◆ TEXT SHOWN ◆
South Korea rocket launch delayed by at least 3 days-A A +A
Friday, October 26, 2012
MANILA (Updated) -- South Korea has deferred the launch of its first-ever space rocket, which was originally scheduled on Friday afternoon.
State-funded Korean Broadcasting Service (KBS) reported that the rocket launch was postponed due to a problem detected during a final inspection.
KBS added that the launch will be delayed at least three days, according to Vice Minister Cho Yul-rae of the Ministry of Education, Science and Technology, who said a possible leak was detected in a part connecting the launch pad.
The state-funded news network earlier reported that no problems were found in the last rehearsal of the launch on Thursday.
South Korea's first space rocket, the Korea Space Launch Vehicle-1 (KSLV-1) or the Naro-1, will be carrying the country's Science and Technology Satellite-2.
In the Philippines, the National Disaster Risk Reduction and Management Council (NDRMMC) and other government agencies already made contingency plan weeks before South Korea's rocket launch.

◆ AVAILABLE DATA ◆
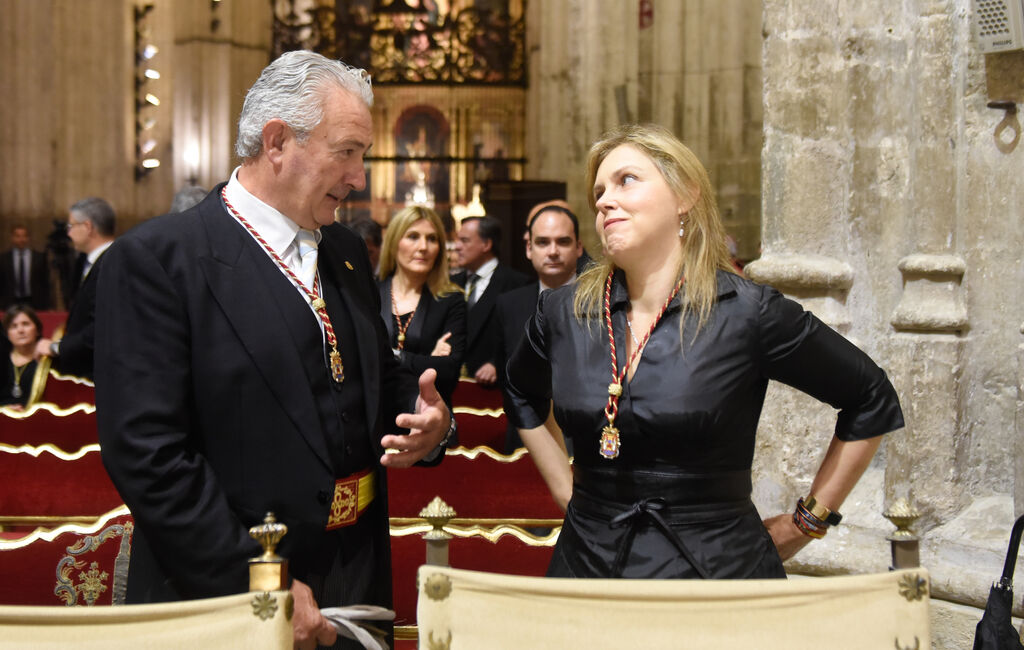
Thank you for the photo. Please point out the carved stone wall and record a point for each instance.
(892, 209)
(693, 67)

◆ EXERCISE AIM ◆
Quote the rocket launch report word for word, beginning at the words "South Korea rocket" and stopping after the words "launch on Thursday.". The lines above are separate material and have no connection to the rocket launch report.

◆ TASK SOLUTION ◆
South Korea rocket launch delayed by at least 3 days-A A +A
Friday, October 26, 2012
MANILA (Updated) -- South Korea has deferred the launch of its first-ever space rocket, which was originally scheduled on Friday afternoon.
State-funded Korean Broadcasting Service (KBS) reported that the rocket launch was postponed due to a problem detected during a final inspection.
KBS added that the launch will be delayed at least three days, according to Vice Minister Cho Yul-rae of the Ministry of Education, Science and Technology, who said a possible leak was detected in a part connecting the launch pad.
The state-funded news network earlier reported that no problems were found in the last rehearsal of the launch on Thursday.